Goal: Pick up the passage on photographing Athy and meeting Samuel Beckett after its final sentence, and carry it forward in the same first-person voice.
-- Source extract start --
The pictures have been a beginning for me, too. For more than 30 years I have been photographing Athy, where I lived as a boy in Plewman's Terrace before my family came to London. Some traces of the town's ancient history still remain, such as the five- pointed Cromaboo bridge dominated by the massive keep of White's Castle on the River Barrow, and the burial grounds of St Michael's medieval cemetery.
Over the years, the people of Athy have allowed me and my camera to roam the streets looking for random moments that tell a little of their traditions: the corner boys waiting for the Dublin buses to arrive in the town square, bringing friends who might have stories to tell; the townsfolk waiting for the funeral of one of their acquaintances to pass by, so as to join in the bereavement at the church of St Michael. I have photographed the same faces, year in year out - Miss Julia Mahon, riding her bicycle well into old age, or Mary Byrne from Canal Side, holding a picture of herself when she was young, then again, some years later, in the county home. And, as a succession of moments, the photographs make a history in themselves.
They have been my introduction to many people - in particular Samuel Beckett, whose own art was a projection of still images and in whose characters I saw similarities with some of those people I had photographed in Athy. After meeting him, the pictures took on a more philosophical meaning for me.
I had wanted to photograph Beckett since the beginning of the Seventies, and the opportunity came in 1980, when he was in London directing Endgame at the Riverside Studios. We agreed to meet at the Hyde Park Hotel so that he could look at my photographs. He studied my pictures of Athy, not saying a word for several minutes. Then, when he came across a portrait of an old man with his hand to his face, he inquired as to his identity. 'Peter Bolan,' I said (I can name most of the people in my photographs). 'Fine portrait,' Beckett said. Fine praise, indeed. I was able to photograph him, and we met again in Paris and London several times.
-- Source extract end --
-- Record list start --
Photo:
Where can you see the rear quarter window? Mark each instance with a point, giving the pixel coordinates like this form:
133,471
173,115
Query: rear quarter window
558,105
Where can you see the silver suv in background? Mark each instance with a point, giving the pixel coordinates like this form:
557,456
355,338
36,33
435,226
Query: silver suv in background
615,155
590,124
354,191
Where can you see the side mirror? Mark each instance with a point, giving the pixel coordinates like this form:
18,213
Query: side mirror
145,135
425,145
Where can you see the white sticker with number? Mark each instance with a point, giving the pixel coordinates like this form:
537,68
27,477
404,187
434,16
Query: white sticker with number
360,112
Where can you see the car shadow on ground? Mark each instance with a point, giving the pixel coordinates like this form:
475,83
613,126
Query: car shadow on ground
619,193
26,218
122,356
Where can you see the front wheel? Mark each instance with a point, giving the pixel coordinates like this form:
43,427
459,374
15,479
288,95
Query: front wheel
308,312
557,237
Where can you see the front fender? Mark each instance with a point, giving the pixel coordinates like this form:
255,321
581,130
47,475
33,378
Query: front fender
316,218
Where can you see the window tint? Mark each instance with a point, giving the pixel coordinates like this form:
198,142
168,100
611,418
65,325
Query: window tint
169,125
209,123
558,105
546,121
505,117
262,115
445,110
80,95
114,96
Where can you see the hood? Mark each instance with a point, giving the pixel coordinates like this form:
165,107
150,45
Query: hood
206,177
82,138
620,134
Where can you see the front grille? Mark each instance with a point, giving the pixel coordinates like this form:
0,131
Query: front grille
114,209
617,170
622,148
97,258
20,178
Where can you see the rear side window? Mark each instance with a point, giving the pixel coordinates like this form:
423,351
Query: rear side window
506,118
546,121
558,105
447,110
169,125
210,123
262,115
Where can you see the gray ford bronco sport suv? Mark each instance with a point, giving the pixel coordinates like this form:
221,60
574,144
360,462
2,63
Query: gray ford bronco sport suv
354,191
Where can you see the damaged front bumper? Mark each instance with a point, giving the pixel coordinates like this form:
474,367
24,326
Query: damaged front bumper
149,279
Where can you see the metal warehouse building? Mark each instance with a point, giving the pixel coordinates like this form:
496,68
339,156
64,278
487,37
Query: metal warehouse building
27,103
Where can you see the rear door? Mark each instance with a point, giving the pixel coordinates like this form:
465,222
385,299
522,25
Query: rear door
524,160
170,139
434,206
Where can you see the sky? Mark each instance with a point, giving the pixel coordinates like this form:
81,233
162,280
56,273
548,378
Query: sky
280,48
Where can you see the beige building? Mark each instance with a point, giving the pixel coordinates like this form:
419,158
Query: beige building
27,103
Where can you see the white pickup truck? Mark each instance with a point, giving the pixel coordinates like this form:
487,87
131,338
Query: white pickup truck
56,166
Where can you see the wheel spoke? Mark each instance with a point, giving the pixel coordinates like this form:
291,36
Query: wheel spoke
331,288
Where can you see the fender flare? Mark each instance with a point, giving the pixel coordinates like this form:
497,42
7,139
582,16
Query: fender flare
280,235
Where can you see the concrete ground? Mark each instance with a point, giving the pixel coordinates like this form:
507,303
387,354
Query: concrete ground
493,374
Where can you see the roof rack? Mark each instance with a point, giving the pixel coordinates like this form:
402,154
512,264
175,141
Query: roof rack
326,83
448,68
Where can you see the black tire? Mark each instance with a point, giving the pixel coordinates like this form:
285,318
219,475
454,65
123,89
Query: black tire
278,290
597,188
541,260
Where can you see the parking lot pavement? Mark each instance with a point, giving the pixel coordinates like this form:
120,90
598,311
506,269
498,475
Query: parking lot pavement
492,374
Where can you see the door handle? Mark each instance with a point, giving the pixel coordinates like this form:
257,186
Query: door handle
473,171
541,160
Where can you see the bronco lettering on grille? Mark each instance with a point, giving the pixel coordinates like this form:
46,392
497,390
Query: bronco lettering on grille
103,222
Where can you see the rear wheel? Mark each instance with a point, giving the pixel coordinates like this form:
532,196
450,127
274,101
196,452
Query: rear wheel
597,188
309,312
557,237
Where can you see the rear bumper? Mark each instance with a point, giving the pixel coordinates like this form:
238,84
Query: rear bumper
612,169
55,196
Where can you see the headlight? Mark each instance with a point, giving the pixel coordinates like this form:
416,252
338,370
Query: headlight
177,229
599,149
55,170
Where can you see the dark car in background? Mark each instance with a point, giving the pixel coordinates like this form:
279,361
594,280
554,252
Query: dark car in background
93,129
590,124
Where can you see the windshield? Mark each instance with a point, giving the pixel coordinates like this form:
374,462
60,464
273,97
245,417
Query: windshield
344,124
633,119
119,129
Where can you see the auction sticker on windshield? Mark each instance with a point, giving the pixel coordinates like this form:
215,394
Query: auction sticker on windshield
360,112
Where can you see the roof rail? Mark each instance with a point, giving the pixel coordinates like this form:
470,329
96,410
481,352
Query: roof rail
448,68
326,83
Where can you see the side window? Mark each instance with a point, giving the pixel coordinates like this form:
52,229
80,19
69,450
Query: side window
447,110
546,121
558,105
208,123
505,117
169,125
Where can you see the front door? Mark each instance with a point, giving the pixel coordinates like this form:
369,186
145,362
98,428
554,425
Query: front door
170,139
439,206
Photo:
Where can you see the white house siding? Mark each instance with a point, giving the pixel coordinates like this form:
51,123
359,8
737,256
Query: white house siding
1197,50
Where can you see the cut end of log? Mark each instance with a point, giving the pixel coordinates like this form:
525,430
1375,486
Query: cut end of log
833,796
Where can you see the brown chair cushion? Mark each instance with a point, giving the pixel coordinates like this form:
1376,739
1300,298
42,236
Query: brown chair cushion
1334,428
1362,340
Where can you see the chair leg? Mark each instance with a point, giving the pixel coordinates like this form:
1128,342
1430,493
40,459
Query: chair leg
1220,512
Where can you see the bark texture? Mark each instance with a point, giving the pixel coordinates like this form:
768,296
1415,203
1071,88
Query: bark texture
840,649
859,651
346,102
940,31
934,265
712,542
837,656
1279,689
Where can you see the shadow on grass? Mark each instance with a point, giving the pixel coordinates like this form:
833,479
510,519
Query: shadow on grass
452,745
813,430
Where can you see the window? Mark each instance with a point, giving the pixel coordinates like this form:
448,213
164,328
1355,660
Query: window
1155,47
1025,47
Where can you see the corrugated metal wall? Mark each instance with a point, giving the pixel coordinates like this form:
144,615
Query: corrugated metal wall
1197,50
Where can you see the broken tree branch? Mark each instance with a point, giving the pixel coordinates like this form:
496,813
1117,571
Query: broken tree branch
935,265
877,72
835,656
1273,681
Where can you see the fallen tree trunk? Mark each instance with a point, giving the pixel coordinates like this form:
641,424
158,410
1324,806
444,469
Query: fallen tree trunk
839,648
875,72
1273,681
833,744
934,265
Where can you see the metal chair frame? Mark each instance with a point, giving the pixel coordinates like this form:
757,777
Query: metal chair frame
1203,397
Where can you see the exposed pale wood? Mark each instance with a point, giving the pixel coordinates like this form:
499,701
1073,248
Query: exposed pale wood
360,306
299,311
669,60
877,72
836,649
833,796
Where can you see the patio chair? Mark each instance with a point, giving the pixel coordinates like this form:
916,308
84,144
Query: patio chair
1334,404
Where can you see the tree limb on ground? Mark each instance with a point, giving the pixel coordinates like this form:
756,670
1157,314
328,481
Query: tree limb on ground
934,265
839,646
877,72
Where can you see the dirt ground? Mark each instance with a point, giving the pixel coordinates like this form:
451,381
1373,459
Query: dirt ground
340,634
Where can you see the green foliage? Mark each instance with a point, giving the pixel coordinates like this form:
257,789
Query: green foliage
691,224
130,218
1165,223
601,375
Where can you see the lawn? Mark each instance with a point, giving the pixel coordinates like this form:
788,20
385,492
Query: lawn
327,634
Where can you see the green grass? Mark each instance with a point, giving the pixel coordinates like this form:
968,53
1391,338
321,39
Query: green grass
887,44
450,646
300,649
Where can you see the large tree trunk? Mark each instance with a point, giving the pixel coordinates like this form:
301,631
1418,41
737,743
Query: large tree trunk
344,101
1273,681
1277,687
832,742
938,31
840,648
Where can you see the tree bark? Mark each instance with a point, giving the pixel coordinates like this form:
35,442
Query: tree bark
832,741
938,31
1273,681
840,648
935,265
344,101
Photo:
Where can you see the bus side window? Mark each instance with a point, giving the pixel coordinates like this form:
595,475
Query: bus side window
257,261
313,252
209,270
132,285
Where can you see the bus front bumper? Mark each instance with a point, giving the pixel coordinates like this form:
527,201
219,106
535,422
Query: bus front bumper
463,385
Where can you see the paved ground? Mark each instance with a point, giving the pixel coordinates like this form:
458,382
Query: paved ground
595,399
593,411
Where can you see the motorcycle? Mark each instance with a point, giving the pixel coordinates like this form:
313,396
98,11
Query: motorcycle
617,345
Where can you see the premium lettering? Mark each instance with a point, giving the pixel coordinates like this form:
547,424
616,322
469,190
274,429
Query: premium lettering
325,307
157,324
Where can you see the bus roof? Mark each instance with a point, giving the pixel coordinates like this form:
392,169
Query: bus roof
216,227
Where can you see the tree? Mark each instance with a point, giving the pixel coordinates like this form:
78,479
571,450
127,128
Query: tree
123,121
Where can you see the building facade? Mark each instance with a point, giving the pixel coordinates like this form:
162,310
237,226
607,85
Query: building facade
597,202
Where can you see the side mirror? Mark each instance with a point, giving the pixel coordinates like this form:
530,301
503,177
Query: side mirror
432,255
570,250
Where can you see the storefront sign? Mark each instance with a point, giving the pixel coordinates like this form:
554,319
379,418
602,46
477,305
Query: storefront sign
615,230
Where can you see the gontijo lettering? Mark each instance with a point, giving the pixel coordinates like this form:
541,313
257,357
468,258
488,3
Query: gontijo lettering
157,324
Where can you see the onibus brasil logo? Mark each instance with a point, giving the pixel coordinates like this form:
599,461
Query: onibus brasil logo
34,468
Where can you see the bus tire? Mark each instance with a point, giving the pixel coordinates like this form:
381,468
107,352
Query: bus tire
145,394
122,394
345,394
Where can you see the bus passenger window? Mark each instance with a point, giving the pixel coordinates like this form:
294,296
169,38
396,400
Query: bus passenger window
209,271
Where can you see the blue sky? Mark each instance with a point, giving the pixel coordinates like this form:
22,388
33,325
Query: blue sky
-- Record list end --
Exercise result:
I still roam the streets of Athy looking for Beckettian images, but it is becoming harder. There are no house wakes any more; indeed, a funeral parlour has been built that some of the people refer to as 'bed with no breakfast'. The photographs of the wake of Katy Tyrrell are the irrefutable truth of what happened during those days and nights of preparation. And for generations in Ireland to come, evidence of a way of life already being forgotten.
When I am in the town, I never miss an opportunity to visit the medieval churchyard to pay my respects to my loved ones, and to the grave of Katy Tyrrell, remembering the line from Beckett's short story 'First Love': 'Personally I have no bone to pick with graveyards, I take the air there willingly, perhaps more willingly than elsewhere, when take the air I must.'
An exhibition of John Minihan's photographs of Athy opens on Wednesday at the Guinness Hop Store, Dublin. It will be coming to London later this year.